== Estratto del documento

Il documento del dissenso, consegnato dal ministro delle Imprese e del Made in Italy Adolfo Urso durante la riunione, a Roma, dello scorso 3 settembre, dedicata all’emergenza-Marche, non ha prodotto gli effetti sperati. Di fronte al governatore Francesco Acquaroli, all’assessore regionale allo Sviluppo economico Andrea Maria Antonini e al presidente della Camera di commercio Gino Sabatini, i rappresentanti di Confindustria, Confartigianato e Cna non hanno celato la loro amarezza. Profonda. Le rassicurazioni di Urso – «Non vi lasceremo soli» – sembravano dissolversi tra le righe di quella carta. Vietato arrendersi. Tra le vie di fuga per una strada che pare senza uscita, c’è chi ipotizza la messa in pratica di un teorema dell’inclusione: far inserire le aree di crisi complessa delle Marche tra quelle, riconosciute a livello nazionale, della Zes, le Zone economiche speciali. La contromossa, che si convertirebbe in vantaggi su sgravi fiscali e costo dei lavoratori, incrementerebbe le misure già sollecitate per sterzare sulla strada della rinascita: essere riammessi al credito d’imposta, decontribuzioni, la garanzia di liquidità, il rafforzamento degli strumenti come la cassa integrazione in deroga e il supporto all’internazionalizzazione.

====

Da svolgere:
• A. Indica se ciascuna affermazione concorda con il brano sulla crisi delle Marche, rispondendo sì o no e citando le parole decisive del brano: (i) la riunione di Roma dedicata all'emergenza-Marche si è svolta il 3 settembre; (ii) il documento consegnato da Urso ha prodotto gli effetti sperati; (iii) tra le misure già sollecitate figura il supporto all'internazionalizzazione.
• B. Prosegui il brano sulla crisi delle Marche con un nuovo paragrafo che parta dopo la sua ultima frase.

== Dati mostrati

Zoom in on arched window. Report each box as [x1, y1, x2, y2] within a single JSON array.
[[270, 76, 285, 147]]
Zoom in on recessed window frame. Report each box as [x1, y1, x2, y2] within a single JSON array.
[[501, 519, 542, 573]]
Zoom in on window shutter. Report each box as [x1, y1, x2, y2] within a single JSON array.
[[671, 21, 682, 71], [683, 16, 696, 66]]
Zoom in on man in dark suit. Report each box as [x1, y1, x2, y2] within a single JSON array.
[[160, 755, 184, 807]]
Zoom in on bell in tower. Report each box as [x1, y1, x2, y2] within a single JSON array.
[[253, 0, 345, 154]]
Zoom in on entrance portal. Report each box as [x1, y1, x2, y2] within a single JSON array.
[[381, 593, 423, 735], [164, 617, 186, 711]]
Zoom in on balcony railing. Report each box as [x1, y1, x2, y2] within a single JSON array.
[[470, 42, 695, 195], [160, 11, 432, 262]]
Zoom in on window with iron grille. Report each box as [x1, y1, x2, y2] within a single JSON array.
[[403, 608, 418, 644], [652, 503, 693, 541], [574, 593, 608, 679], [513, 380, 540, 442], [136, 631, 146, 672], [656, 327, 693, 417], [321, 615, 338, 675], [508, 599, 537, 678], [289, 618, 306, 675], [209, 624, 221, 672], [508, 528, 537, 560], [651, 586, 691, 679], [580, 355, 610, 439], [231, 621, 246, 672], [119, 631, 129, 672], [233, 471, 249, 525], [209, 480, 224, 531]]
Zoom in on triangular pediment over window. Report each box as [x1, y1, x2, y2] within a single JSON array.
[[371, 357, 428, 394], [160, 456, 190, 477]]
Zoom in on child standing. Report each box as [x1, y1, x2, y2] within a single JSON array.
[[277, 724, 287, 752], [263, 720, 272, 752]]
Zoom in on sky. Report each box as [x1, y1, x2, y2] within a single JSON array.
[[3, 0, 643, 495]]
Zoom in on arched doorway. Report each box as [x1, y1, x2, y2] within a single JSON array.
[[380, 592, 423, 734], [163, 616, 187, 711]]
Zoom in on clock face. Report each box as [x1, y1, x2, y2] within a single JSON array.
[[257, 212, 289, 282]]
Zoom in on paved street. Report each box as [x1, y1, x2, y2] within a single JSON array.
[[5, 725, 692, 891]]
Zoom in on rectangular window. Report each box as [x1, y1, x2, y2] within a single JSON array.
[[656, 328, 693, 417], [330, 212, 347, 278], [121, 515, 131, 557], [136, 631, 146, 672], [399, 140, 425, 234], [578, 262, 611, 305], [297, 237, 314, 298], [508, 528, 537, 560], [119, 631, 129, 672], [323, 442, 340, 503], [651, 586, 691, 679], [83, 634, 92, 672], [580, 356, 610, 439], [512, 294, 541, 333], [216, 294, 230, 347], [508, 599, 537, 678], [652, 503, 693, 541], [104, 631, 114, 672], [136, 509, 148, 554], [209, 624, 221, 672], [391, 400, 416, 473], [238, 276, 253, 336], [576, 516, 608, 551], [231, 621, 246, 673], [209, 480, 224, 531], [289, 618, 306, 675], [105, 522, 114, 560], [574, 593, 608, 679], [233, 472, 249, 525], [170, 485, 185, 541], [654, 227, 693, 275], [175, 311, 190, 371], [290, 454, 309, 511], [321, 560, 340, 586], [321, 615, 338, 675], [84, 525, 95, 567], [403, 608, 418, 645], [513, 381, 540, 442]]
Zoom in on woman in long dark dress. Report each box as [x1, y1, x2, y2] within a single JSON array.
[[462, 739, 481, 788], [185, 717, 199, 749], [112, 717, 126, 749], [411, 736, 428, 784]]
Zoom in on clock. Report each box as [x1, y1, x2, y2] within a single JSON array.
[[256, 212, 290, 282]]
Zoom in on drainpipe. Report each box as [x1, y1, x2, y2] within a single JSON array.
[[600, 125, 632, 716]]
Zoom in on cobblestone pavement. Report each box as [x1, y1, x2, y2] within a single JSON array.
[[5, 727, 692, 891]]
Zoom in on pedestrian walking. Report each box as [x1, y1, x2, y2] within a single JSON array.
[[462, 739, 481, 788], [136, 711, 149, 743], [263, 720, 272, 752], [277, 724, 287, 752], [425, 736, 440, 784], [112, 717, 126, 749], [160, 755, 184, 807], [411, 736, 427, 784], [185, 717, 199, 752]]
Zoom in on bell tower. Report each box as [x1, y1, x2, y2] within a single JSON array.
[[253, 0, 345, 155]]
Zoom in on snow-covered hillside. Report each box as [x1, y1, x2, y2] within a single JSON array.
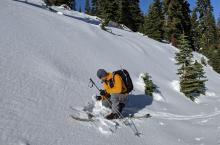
[[0, 0, 220, 145]]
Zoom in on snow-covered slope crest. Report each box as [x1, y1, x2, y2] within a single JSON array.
[[0, 0, 220, 145]]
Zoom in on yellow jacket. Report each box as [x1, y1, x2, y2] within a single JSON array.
[[103, 73, 127, 94]]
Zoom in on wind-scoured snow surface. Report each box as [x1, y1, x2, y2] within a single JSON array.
[[0, 0, 220, 145]]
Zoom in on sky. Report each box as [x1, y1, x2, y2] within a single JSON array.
[[76, 0, 220, 19]]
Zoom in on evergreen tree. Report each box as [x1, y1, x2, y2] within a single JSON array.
[[118, 0, 132, 27], [191, 9, 199, 50], [126, 0, 144, 32], [143, 0, 164, 41], [79, 6, 82, 13], [197, 0, 217, 50], [91, 0, 97, 15], [176, 35, 206, 101], [164, 0, 191, 46], [197, 0, 220, 72], [97, 0, 119, 30], [85, 0, 91, 14], [142, 73, 156, 96]]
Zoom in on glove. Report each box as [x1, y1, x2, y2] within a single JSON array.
[[95, 96, 102, 101], [100, 90, 106, 96]]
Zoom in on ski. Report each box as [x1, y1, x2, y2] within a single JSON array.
[[70, 113, 152, 122]]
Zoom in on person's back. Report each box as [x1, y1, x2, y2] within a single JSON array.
[[97, 69, 128, 119]]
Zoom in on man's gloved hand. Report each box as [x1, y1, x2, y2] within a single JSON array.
[[95, 96, 102, 101], [100, 90, 107, 96]]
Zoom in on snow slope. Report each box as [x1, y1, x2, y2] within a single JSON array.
[[0, 0, 220, 145]]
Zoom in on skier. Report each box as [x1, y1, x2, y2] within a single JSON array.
[[96, 69, 130, 120]]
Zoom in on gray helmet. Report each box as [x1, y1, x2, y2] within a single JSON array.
[[97, 69, 108, 79]]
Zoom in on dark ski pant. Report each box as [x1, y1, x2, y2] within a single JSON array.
[[102, 94, 128, 114]]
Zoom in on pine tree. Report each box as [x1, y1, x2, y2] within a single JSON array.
[[118, 0, 132, 27], [79, 6, 82, 13], [191, 9, 199, 51], [91, 0, 97, 16], [142, 73, 156, 96], [71, 0, 76, 11], [143, 0, 164, 41], [176, 34, 206, 101], [197, 0, 217, 49], [196, 0, 220, 72], [98, 0, 119, 30], [126, 0, 144, 32], [85, 0, 91, 14], [164, 0, 192, 46]]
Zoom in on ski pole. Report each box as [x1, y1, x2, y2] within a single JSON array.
[[90, 78, 140, 136], [89, 78, 101, 91]]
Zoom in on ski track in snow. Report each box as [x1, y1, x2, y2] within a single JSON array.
[[147, 111, 220, 122], [0, 0, 220, 145]]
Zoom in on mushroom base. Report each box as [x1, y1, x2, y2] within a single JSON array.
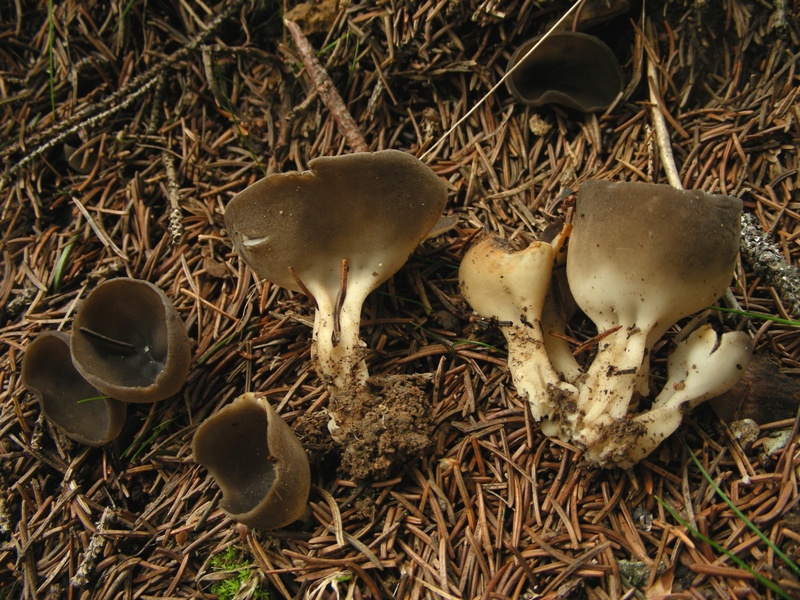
[[298, 375, 435, 481]]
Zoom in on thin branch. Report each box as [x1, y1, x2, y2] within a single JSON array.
[[283, 19, 369, 152]]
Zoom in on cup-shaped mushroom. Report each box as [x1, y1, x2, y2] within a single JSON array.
[[22, 332, 127, 446], [70, 277, 191, 402], [192, 392, 311, 529], [225, 150, 447, 388], [506, 31, 622, 112], [567, 181, 742, 421]]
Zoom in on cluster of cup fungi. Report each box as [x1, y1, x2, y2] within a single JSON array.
[[23, 32, 752, 529]]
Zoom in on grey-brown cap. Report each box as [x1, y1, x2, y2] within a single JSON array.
[[225, 150, 447, 295], [506, 31, 622, 112], [192, 392, 311, 529], [567, 181, 742, 327], [70, 277, 192, 402], [22, 331, 127, 446]]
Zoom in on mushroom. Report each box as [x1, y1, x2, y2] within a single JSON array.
[[459, 181, 752, 468], [70, 277, 191, 402], [506, 31, 622, 112], [22, 331, 127, 446], [192, 392, 311, 529], [225, 150, 447, 478], [458, 234, 576, 421], [543, 181, 749, 464]]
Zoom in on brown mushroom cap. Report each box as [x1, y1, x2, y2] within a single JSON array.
[[225, 150, 447, 296], [22, 332, 127, 446], [70, 277, 191, 402], [192, 393, 311, 529], [506, 31, 622, 112], [567, 181, 742, 329]]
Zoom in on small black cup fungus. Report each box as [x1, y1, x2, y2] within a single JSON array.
[[22, 331, 127, 446], [506, 31, 622, 112], [70, 278, 191, 402], [192, 392, 311, 529]]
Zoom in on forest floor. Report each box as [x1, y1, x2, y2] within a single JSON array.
[[0, 0, 800, 599]]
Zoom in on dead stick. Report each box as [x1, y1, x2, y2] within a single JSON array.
[[283, 19, 369, 152], [647, 55, 683, 190], [739, 213, 800, 318]]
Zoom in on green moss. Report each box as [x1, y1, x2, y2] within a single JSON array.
[[211, 546, 269, 600]]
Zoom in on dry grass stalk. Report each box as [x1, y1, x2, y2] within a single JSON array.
[[0, 0, 800, 598]]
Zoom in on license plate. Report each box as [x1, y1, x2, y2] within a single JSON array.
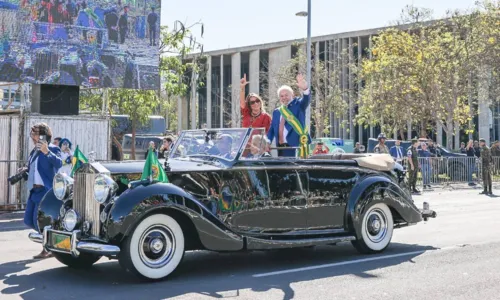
[[51, 232, 71, 252]]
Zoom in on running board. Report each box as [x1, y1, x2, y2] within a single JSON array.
[[246, 236, 356, 250]]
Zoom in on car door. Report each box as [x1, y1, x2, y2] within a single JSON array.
[[222, 164, 307, 235], [307, 167, 358, 230]]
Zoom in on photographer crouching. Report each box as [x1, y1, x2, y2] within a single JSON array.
[[9, 123, 62, 259]]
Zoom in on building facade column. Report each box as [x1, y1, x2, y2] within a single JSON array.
[[231, 52, 241, 128], [219, 54, 226, 128], [189, 71, 198, 129], [436, 123, 444, 145], [368, 34, 373, 138], [248, 50, 260, 94], [357, 36, 363, 143], [340, 38, 349, 139], [177, 96, 184, 131], [206, 56, 212, 128]]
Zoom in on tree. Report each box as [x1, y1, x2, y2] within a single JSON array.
[[109, 89, 160, 160], [262, 45, 349, 138], [357, 1, 499, 146], [80, 22, 204, 159]]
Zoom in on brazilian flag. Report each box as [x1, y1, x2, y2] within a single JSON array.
[[141, 147, 168, 182], [71, 145, 89, 177]]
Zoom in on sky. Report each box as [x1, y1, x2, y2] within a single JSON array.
[[161, 0, 475, 51]]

====

Risposte in ordine:
• A.
(i) Sì: «dello scorso 3 settembre».
(ii) No: «non ha prodotto gli effetti sperati».
(iii) Sì: «il supporto all’internazionalizzazione».

• B.
I numeri 

Non ha mai smesso di sperare, Antonini: «A inizio ottobre – aveva annunciato al termine dell’incontro capitolino – ne è previsto un altro con i dirigenti del ministero Casalino e Bronzino in Regione: c’è una grande attenzione alla specificità del nostro territorio». Un dovere, il suo, perché al binomio lavoro&competenze, tra luglio e settembre 2024, le previsioni di assunzione delle imprese tessili, dell’abbigliamento e delle calzature calano del 10,3%. Peggiorano le aspettative sull’occupazione (-9,6%), con maggiori spine per le pelli (-16.6%). Come un bastione che inizia a cedere, la filiera della moda qui raccoglie il 7,1% degli addetti del totale delle imprese della regione, un numero superiore a quello della media nazionale, che scende al 2,4%. Il fragore della crisi.